Assigned task
Output the data verbatim, with nothing added or dropped.

** Opening Entries supplied block **

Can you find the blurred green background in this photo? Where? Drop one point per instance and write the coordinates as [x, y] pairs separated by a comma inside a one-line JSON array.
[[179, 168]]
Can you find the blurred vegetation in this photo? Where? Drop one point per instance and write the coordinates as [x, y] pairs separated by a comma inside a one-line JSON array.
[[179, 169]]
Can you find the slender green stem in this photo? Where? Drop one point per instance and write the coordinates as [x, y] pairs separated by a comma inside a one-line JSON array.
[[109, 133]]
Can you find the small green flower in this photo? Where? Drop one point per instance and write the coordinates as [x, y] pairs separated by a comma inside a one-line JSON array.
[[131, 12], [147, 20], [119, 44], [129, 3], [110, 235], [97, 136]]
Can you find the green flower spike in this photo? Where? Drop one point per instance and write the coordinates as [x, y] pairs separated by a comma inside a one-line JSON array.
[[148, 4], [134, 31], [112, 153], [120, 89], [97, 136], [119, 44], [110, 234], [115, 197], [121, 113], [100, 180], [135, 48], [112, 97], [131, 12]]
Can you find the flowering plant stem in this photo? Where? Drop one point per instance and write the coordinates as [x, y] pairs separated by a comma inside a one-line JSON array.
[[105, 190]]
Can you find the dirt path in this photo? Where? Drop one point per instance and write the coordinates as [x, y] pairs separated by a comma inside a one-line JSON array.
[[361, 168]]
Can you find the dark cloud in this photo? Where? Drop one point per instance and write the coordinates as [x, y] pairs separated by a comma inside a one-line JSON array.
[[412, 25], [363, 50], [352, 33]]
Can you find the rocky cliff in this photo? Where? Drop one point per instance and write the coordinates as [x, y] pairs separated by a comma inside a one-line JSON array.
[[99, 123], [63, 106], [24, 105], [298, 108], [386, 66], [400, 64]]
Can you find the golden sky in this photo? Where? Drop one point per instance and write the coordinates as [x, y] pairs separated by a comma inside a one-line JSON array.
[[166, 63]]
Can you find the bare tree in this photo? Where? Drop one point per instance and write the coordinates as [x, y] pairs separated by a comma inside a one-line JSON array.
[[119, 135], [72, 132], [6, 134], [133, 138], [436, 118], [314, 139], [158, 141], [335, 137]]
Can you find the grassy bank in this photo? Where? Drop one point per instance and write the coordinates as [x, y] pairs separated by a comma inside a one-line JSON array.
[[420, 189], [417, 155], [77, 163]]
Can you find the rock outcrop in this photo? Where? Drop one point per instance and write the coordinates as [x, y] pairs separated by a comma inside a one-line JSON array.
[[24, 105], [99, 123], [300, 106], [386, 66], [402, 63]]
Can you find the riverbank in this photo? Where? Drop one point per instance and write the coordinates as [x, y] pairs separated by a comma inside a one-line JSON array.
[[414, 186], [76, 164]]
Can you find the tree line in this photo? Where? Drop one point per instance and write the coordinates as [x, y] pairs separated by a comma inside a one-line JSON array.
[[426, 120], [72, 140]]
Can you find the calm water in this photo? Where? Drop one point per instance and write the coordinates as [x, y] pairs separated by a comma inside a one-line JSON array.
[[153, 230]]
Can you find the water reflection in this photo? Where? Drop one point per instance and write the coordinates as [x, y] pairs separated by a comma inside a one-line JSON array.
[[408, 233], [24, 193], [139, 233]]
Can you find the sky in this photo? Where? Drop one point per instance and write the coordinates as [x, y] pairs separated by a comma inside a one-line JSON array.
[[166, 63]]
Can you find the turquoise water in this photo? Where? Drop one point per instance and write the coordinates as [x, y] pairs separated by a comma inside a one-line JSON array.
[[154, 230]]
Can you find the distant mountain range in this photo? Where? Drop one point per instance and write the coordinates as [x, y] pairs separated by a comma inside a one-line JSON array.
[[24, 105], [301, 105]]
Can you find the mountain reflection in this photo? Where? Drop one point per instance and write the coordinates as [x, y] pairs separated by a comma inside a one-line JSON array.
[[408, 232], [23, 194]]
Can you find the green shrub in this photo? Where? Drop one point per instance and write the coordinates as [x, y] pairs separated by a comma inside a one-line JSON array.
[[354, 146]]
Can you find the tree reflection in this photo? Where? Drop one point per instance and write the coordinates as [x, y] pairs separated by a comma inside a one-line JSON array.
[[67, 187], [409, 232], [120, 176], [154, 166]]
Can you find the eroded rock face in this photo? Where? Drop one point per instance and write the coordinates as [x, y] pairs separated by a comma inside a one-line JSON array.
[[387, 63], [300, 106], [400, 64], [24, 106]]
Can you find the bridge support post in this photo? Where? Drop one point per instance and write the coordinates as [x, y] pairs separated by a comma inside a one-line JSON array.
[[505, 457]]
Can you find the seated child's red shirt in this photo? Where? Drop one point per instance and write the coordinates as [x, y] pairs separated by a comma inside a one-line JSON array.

** Closing Entries supplied block **

Answer to this task
Can you find the blurred green background in this photo? Where? Drop one point per instance and write the coordinates as [x, y] pairs separated by a comma inside a one-line JSON array.
[[179, 168]]
Can you find the blurred vegetation in this photo? Where? Drop one point per instance and write the coordinates as [x, y] pairs separated by a comma inside a one-line JSON array.
[[179, 169]]
Can you find the slender green stem in this photo? Where? Drop one point per instance and write the coordinates as [x, y] pairs separated by a comma inside a one-line JSON array.
[[109, 133]]
Can you find the small green flower in this photo? Where? Drop one point per instance and write the coordinates as [x, y] pairs separated by a comma inside a one-line JSON array.
[[131, 12], [147, 20], [119, 44], [129, 3], [110, 235], [97, 136]]
Can you find the green flower spike in this photo? Where? Drop one point per instance and write the coordinates as [x, y] pairs separated by a comma inside a one-line JSON array.
[[148, 4], [134, 31], [112, 153], [120, 89], [97, 136], [119, 44], [110, 234], [115, 197], [121, 113], [100, 180], [135, 48], [112, 97], [131, 12]]
Can you find the flowering plant stem in this photo? Where? Drop one point per instance and write the coordinates as [x, y] pairs separated by a comma inside a one-line JSON array.
[[105, 190]]
Can you find the dirt path in this photo? Where? Drop one point per instance and write the coordinates as [x, y] pairs separated by a comma inside a one-line JSON array.
[[361, 168]]
Can you find the dark cloud in this photo? Where? Drop one point per instance and write the coordinates as [x, y] pairs separated by a comma inside a one-line JSON array.
[[412, 25], [363, 50], [352, 33]]
Can you find the rocky cliff in this photo? Where? Drop one point per instance and write the coordinates as [x, y] pairs separated by a comma inside a one-line JSON array.
[[99, 123], [63, 106], [24, 105], [298, 108], [386, 66], [400, 64]]
Can you find the golden sky in this photo? Where? Drop one point per instance and write the coordinates as [x, y] pairs separated by a comma inside a one-line JSON array.
[[166, 63]]
Can you find the bare tree in this photo? Where? Drop one point per instance and write the coordinates as [x, y] pairs separated by a comma inside a one-line JSON array.
[[119, 135], [72, 132], [6, 134], [133, 138], [436, 118], [314, 139], [158, 141], [335, 137]]
Can you find the grassy bank in this photo? Where? Drop one point per instance and write the coordinates as [x, y] pairs separated by a comma inside a one-line JSON array.
[[420, 189], [417, 155], [77, 163]]
Can you find the rock outcrop in this photo? Where? Drop one point per instance and write the coordinates as [x, y] pairs separated by a comma inside a one-line JSON array.
[[24, 105], [99, 123], [300, 106], [386, 66], [402, 63]]
Can you find the riverbank in this photo? Where? Drop one point per instance and write the coordinates as [x, y] pairs separated by a comma inside a one-line JSON array.
[[414, 186], [76, 164]]
Can you find the tree line in this photo? Where? Drop one point per instance and write the coordinates as [x, y] pairs separated by a comma inside a one-line JSON array.
[[426, 120], [72, 140]]
Can you find the calm water in this photo? Where? Drop one point per instance and write the coordinates as [x, y] pairs separated by a comma inside a one-line JSON array.
[[153, 230]]
Can you find the water reflection in this photo? Where? Drop one point per instance and write the coordinates as [x, y] pairs separated by a comma inside a one-line JSON array.
[[408, 233], [24, 193], [139, 233]]
Can you find the sky in this photo? Where? Drop one point per instance and write the coordinates as [x, y] pairs separated by a comma inside a one-line JSON array.
[[166, 63]]
Can you find the turquoise water in this photo? Where? Drop one point per instance and write the coordinates as [x, y] pairs separated by a comma inside a one-line JSON array.
[[154, 230]]
Can you find the distant mountain range in this photo? Where? Drop one point per instance and write the coordinates as [x, y] pairs separated by a comma inside a one-line JSON array.
[[24, 105], [301, 105]]
Can you find the mountain reflection in this photo? Where? Drop one point per instance and write the coordinates as [x, y] pairs separated by a comma inside a one-line JSON array.
[[408, 232], [23, 194]]
Can you find the green shrub in this photo? Where? Drop one point per instance and write the coordinates as [x, y] pairs separated by a comma inside a one-line JSON array.
[[354, 146]]
Can you find the tree reflection in this photo? Where? Drop one point per instance and write the coordinates as [x, y] pairs separated by a comma inside a one-line JSON array.
[[67, 187], [409, 232], [120, 176], [154, 166]]
Can you find the eroded rock face in this photo? Where? Drop one point per instance and write the coordinates as [x, y] pairs separated by a comma inside a one-line JSON array.
[[387, 63], [300, 106], [400, 64], [24, 106]]
Can you find the bridge support post in this photo? Where? Drop one point per instance and write the coordinates as [x, y] pairs separated by a comma inside a one-line JSON array.
[[505, 457]]
Can you find the seated child's red shirt in this photo? Where? Drop one point per instance and write the coordinates as [x, y] pairs separated by a comma inside a one-line JSON array.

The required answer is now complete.